Dalla lettura di tale provvedimento, appare evidente come un ruolo fondamentale per la revoca della misura l’abbia svolto proprio l’adozione del Modello Organizzativo ex D. Lgs. n. 231/01, i cui contenuti sembrano essere stati vagliati approfonditamente dal collegio giudicante.

In particolare, ne vengono valorizzati specifici aspetti quali (a) la previa valutazione da parte dell’amministratore giudiziario di ogni ambito contrattuale, sia esso inerente i rapporti infragruppo, giuslavoristico o con terze parti, (b) la nomina di un OdV collegiale (composto da un avvocato penalista, un sindaco e dal Responsabile della Conformità) di durata in carica sufficiente anche in ipotesi di revoca della misura, (c) la mappatura di venti attività sensibili e l’adozione di relativi protocolli di prevenzione, (d) uno specifico protocollo per i rapporti con i corrieri con previsione del divieto di utilizzo di fleet partner e di un obbligo di copertura assicurativa in caso di incidente, (e) un protocollo salute, sicurezza sul lavoro e ambiente con specifiche previsioni in merito alla fornitura e all’utilizzo di DPI, in punto di formazione sulla sicurezza stradale, di alfabetizzazione e di monitoraggio dei sinistri.

[Voci salvate]
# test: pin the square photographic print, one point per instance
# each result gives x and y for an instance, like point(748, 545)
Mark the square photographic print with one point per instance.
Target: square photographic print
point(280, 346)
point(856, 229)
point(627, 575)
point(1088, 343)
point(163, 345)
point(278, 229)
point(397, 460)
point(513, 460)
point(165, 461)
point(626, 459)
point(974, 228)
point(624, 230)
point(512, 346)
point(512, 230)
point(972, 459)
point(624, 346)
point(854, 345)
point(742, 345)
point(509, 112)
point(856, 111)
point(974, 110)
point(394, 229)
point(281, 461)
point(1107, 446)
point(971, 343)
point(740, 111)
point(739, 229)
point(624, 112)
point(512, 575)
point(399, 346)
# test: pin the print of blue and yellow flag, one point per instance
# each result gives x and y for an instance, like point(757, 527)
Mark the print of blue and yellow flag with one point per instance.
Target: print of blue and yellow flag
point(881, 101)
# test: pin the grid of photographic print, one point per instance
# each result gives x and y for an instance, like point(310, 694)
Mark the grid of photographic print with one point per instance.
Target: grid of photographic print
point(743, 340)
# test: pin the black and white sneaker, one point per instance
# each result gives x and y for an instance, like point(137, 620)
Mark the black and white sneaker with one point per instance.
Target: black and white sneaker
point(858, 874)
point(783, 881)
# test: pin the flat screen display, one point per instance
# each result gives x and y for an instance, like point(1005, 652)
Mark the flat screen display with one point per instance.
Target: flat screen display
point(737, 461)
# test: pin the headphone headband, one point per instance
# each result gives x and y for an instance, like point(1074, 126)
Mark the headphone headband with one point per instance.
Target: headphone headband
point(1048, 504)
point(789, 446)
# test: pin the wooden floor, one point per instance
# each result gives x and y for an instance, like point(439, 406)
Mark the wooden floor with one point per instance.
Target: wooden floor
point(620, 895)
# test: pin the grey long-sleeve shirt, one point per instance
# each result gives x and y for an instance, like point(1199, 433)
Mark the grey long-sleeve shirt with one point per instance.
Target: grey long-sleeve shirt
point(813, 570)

Consegna ▸ In base al testo sul Modello Organizzativo, spiega in una-tre frasi da che cosa emerge il ruolo fondamentale dell'adozione del modello nella revoca della misura.

Risposta ▸ Il ruolo fondamentale emerge dalla lettura del provvedimento, da cui risulta che il collegio giudicante sembra aver vagliato approfonditamente i contenuti del Modello Organizzativo ex D. Lgs. n. 231/01. Il collegio ne valorizza infatti aspetti specifici, come la nomina di un OdV collegiale e la mappatura di venti attività sensibili con i relativi protocolli di prevenzione.